= To do =
Rewrite the data from the line containing "Using the specimen image, mark the candle" through the line containing "[197,143,211,150]", swapping "specimen image" for "sample photo" and leaving everything else as it is. Return only those lines, without the pictures.

(Data on locating named things)
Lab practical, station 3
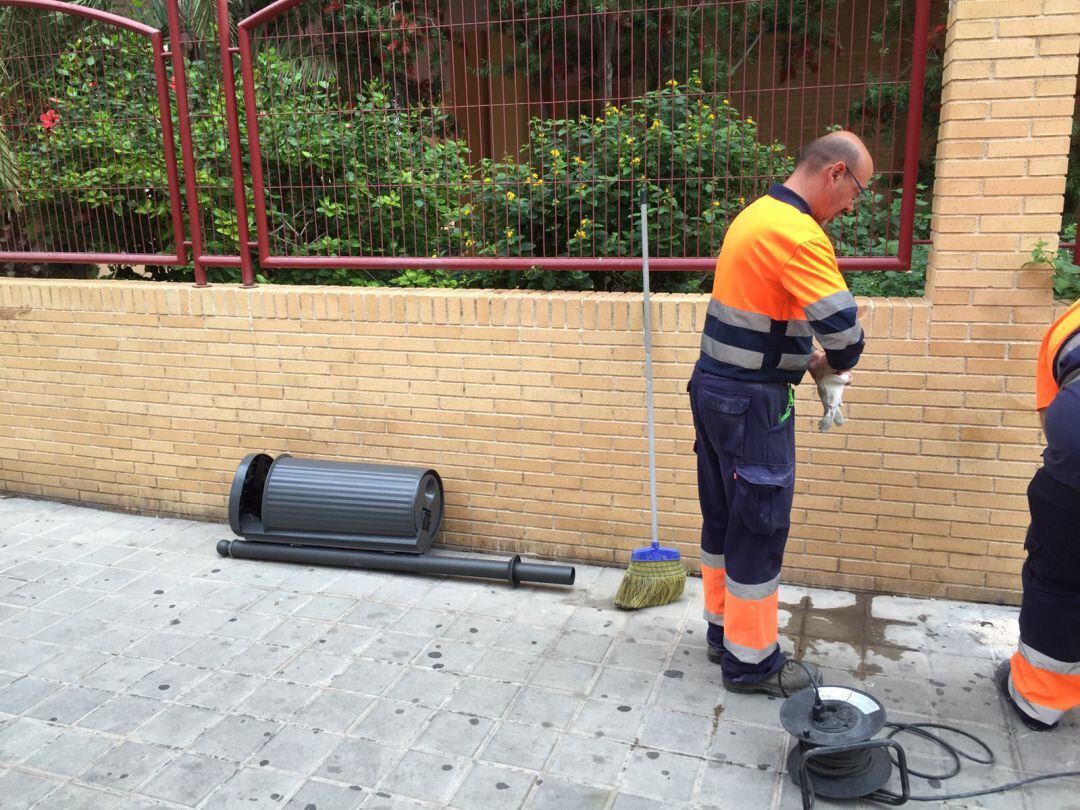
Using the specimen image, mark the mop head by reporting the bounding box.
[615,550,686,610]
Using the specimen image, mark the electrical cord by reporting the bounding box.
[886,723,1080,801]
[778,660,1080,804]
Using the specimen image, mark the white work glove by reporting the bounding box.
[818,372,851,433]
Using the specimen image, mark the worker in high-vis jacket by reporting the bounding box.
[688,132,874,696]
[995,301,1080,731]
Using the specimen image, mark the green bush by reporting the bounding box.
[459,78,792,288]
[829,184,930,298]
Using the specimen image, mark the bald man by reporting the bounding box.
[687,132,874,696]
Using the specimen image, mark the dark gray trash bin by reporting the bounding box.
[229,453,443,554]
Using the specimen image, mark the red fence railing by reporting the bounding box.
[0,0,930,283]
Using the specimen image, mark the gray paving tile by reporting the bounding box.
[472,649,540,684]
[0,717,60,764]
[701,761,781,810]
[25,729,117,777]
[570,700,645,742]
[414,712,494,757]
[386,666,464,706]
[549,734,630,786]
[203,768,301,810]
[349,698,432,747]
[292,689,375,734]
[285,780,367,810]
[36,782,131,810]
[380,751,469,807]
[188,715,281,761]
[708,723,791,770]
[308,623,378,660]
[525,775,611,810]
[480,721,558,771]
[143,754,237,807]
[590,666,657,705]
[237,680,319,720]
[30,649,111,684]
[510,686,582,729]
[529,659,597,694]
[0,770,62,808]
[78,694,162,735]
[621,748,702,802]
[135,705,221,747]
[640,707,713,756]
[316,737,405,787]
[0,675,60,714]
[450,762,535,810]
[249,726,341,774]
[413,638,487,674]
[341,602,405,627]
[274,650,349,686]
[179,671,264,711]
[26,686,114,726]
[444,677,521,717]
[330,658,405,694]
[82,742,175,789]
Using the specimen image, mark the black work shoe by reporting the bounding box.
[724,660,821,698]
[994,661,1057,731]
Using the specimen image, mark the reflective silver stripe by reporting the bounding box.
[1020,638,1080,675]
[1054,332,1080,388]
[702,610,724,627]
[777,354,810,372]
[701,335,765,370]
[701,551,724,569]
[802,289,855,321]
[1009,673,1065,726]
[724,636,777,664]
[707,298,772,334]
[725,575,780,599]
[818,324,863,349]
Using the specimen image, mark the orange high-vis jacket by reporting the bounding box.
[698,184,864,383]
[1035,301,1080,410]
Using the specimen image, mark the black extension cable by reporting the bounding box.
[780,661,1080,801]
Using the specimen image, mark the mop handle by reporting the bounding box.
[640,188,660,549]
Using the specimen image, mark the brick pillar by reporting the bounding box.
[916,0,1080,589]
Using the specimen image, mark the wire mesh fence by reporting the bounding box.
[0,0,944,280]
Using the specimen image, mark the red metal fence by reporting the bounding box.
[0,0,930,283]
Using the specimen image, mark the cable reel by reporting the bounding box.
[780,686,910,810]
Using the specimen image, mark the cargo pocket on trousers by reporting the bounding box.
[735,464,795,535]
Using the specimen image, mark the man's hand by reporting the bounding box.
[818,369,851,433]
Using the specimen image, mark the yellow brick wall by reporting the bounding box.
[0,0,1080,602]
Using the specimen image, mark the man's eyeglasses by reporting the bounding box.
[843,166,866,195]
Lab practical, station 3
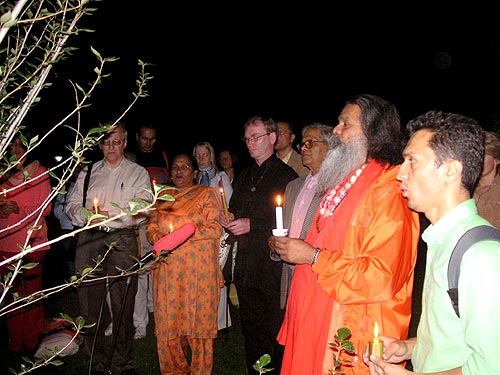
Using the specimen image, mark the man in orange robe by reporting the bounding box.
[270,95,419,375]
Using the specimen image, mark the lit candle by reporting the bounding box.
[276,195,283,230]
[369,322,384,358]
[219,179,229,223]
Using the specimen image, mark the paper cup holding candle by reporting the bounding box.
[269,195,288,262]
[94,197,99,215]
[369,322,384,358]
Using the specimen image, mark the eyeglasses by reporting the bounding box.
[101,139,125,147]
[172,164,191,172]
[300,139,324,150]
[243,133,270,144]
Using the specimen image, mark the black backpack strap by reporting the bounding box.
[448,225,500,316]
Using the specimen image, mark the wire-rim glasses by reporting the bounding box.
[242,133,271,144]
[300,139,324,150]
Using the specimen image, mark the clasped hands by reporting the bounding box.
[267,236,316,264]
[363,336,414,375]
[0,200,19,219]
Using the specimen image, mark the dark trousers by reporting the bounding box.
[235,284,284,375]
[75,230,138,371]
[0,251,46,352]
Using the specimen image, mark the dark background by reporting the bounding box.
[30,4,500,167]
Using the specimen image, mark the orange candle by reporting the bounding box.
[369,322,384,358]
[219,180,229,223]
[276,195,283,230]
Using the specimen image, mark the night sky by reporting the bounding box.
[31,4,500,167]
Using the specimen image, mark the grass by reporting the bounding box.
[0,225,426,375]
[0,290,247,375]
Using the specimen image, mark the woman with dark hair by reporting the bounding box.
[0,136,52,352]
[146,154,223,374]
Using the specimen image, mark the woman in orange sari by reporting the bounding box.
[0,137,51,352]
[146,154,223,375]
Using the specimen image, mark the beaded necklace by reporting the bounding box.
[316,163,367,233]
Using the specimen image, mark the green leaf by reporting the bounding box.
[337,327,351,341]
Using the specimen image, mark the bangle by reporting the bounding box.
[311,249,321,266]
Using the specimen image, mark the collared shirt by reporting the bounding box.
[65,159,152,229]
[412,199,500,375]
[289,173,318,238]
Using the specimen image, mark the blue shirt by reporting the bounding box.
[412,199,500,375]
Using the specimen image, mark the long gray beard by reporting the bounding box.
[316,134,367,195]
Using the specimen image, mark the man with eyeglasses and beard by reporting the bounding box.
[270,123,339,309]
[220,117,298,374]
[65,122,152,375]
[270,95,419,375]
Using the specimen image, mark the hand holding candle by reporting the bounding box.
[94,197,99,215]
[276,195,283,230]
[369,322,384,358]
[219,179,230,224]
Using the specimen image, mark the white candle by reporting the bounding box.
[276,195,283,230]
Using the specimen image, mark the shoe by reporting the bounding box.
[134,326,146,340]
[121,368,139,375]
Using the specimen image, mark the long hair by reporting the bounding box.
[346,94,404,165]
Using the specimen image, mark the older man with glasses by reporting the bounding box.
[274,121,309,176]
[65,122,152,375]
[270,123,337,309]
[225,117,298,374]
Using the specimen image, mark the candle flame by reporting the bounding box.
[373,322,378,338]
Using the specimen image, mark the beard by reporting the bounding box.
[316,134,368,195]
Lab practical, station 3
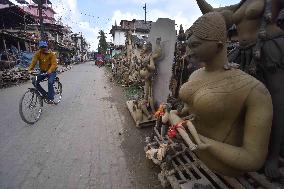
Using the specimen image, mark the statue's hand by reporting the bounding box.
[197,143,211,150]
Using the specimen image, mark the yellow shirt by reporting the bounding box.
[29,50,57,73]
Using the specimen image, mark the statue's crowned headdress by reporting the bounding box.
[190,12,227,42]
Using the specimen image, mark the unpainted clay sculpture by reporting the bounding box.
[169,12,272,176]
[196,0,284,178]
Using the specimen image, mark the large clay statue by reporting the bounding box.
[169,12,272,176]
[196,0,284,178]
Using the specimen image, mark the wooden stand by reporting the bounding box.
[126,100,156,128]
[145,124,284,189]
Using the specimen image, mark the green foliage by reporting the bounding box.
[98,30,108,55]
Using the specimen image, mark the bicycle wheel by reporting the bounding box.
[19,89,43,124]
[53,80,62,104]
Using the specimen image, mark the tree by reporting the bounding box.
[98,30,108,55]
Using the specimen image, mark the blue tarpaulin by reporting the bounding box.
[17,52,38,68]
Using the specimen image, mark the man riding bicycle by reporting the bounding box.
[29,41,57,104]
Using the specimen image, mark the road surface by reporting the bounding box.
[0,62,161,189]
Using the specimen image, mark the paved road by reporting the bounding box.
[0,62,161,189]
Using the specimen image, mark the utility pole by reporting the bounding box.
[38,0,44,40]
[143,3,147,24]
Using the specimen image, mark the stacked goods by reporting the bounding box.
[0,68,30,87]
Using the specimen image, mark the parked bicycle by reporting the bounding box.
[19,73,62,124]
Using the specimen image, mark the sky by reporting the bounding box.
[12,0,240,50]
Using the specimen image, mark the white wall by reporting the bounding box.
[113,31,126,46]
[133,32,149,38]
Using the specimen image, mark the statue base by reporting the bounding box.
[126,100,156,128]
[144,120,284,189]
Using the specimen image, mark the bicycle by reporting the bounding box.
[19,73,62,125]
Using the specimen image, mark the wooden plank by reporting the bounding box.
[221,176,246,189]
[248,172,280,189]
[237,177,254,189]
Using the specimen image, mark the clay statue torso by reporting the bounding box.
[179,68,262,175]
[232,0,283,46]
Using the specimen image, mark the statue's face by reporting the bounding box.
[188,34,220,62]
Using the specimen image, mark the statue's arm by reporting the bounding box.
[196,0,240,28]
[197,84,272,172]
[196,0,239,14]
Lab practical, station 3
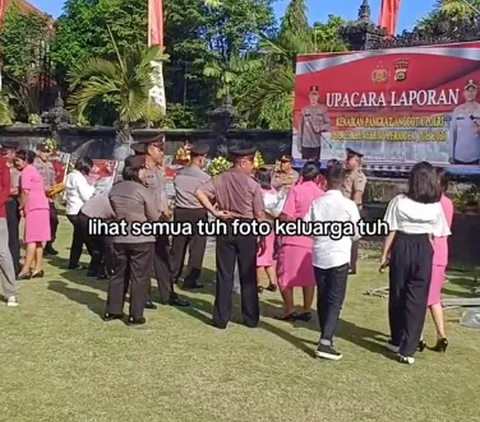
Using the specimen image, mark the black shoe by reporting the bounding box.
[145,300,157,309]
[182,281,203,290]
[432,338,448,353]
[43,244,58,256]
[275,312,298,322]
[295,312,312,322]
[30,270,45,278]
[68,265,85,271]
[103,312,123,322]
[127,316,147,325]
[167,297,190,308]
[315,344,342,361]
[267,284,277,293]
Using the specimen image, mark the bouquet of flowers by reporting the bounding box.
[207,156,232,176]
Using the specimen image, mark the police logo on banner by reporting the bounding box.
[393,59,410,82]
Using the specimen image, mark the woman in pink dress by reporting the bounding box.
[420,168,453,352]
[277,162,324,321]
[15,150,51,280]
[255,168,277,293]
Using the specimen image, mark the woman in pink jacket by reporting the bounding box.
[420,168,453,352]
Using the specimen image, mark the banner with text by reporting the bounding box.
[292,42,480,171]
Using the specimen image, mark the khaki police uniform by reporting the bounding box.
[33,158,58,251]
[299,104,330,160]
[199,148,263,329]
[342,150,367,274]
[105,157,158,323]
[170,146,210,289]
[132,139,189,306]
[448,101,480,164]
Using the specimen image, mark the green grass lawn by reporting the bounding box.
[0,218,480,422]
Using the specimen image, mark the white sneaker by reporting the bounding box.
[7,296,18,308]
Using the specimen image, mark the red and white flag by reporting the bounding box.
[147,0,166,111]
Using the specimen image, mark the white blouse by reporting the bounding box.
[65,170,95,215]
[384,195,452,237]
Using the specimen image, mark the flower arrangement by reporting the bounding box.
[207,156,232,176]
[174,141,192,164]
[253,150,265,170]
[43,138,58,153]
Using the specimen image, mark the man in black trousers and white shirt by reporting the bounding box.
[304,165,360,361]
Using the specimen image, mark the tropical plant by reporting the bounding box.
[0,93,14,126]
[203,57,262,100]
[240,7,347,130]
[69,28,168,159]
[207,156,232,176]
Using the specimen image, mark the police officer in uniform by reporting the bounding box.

= Output below =
Using the sample photo, mark the candle flame by reporting the bounding box.
[373,322,378,338]
Using the sample photo, mark the beard by reporting the bounding box.
[316,134,368,195]
Lab practical, station 3
Using the sample photo, mark the statue's hand by reporting the bounding box.
[197,143,211,150]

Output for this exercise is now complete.